[Stored items]
──────────────────────────────

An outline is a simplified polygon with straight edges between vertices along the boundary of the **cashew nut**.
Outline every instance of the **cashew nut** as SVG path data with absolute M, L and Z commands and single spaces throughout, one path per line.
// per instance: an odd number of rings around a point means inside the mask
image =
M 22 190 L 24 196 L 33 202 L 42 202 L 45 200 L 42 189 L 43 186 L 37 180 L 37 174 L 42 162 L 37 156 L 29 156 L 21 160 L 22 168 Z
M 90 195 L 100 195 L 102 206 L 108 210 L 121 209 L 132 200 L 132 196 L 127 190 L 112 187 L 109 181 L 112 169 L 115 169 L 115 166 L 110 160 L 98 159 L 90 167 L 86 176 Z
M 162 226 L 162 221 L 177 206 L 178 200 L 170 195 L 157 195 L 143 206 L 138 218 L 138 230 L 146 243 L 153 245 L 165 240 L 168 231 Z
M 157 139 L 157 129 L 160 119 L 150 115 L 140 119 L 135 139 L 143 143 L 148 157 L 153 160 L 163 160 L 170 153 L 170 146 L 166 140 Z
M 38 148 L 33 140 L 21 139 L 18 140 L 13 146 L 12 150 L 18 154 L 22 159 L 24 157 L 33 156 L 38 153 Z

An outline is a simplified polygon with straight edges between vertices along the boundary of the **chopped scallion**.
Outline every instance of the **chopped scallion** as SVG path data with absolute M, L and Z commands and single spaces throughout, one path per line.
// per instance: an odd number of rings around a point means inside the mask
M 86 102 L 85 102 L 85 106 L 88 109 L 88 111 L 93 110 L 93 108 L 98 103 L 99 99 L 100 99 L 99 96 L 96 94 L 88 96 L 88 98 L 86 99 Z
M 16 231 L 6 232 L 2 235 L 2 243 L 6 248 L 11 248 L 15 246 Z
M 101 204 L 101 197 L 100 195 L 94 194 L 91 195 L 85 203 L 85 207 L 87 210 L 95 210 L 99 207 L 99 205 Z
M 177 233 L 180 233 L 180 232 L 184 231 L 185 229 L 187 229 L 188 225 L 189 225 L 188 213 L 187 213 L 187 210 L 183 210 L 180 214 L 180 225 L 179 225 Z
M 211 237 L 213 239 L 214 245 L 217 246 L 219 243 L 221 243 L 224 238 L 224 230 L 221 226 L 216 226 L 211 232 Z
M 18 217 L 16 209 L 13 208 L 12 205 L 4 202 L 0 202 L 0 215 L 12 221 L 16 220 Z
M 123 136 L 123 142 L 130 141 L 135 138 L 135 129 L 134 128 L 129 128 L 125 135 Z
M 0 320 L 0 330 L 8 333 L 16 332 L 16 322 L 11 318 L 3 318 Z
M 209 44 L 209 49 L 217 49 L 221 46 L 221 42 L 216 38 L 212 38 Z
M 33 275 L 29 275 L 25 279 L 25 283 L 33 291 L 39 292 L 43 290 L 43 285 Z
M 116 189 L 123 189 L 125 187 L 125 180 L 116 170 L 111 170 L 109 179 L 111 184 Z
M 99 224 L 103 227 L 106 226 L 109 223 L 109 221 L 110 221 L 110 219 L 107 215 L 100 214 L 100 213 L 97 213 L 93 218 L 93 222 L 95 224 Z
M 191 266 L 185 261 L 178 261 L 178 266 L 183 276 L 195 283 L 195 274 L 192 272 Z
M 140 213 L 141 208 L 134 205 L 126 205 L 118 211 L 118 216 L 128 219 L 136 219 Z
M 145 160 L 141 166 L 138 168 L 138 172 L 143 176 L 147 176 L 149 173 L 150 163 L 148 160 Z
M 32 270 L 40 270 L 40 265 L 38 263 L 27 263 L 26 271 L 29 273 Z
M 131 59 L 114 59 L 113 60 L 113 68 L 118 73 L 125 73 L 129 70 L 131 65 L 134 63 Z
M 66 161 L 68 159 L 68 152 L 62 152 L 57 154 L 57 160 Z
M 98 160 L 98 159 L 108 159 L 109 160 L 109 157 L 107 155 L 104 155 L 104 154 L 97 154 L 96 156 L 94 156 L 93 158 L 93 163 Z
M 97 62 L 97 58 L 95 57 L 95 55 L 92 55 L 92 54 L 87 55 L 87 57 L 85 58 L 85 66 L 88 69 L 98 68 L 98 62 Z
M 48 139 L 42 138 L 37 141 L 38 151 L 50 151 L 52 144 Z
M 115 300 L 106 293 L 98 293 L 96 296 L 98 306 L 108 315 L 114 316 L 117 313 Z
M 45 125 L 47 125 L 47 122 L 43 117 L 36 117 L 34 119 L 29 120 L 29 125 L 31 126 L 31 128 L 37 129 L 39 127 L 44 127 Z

──────────────────────────────

**WHAT THE TASK REQUIRES**: Filter the records for lines holding the string "absolute". Copy each one.

**REPLY TO THE EXERCISE**:
Outline every instance of the **cashew nut** as SVG path data with absolute M, L and Z commands and single spaces throughout, one path per line.
Outline every instance of the **chopped scallion** as SVG path data with absolute M, L and Z commands and single spaces throughout, one path per line.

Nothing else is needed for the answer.